= Beginning of Section =
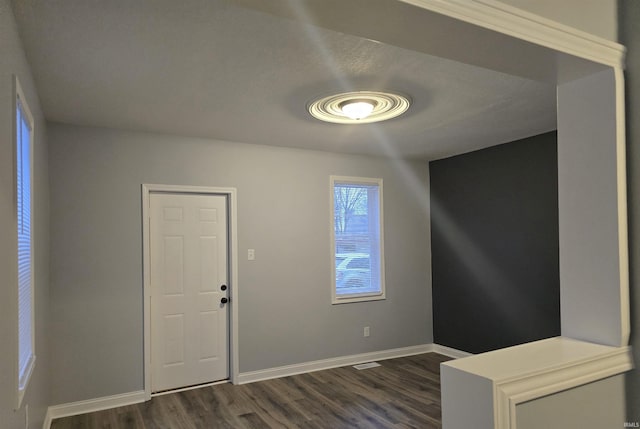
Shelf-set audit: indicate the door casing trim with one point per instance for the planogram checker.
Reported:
(231, 194)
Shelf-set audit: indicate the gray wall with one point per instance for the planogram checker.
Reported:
(629, 24)
(494, 245)
(13, 61)
(285, 311)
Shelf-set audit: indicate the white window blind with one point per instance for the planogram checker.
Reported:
(24, 175)
(357, 251)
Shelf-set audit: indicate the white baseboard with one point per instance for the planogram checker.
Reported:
(448, 351)
(91, 405)
(98, 404)
(301, 368)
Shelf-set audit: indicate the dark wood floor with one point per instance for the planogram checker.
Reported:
(402, 393)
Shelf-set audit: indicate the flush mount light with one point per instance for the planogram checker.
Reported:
(359, 107)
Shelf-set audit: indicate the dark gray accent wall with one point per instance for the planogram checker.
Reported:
(494, 245)
(629, 26)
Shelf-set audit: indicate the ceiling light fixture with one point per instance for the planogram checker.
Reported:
(359, 107)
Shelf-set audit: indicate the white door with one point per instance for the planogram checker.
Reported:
(189, 316)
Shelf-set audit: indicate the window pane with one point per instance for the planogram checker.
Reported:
(25, 333)
(357, 239)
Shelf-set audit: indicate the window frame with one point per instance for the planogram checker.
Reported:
= End of Section =
## Work required
Give all the entries again exactly, dropping each picture.

## Your solution
Shelf-set audit: indicate the door casing trim with one point per instance for the planogram checker.
Reported:
(231, 194)
Shelf-set audit: indicate the gray wall with one point per instance for the planogram checker.
Reported:
(629, 24)
(494, 245)
(13, 61)
(285, 311)
Shelf-set audit: indicate the white window blind with one point per instance for the planogram checker.
Reported:
(24, 175)
(357, 251)
Shelf-set audit: indicate the white baseboard with one point per instance for the planogram checker.
Reported:
(448, 351)
(91, 405)
(98, 404)
(301, 368)
Shelf-set audit: indicate the dark wood floor with one point per instance for the planogram checker.
Reported:
(402, 393)
Shelf-set audit: indicate the flush mount light with one point per instance for the planogram checker.
Reported:
(359, 107)
Shelf-set audit: indicate the dark gray accent wall with one point per instance for the planogram checker.
Reported:
(494, 245)
(629, 26)
Shelf-set audit: indicate the ceiling light fixture with one point per instance for the planogram checker.
Reported:
(359, 107)
Shelf-set audit: indicate the white door with one point per instance for the planogram checker.
Reported:
(189, 316)
Shelf-set audit: indicate the window pane with one point per instance for the planogram checker.
Reported:
(25, 333)
(357, 239)
Shelf-set audit: indicate the window frame with one point per instance for the planogram checker.
Reported:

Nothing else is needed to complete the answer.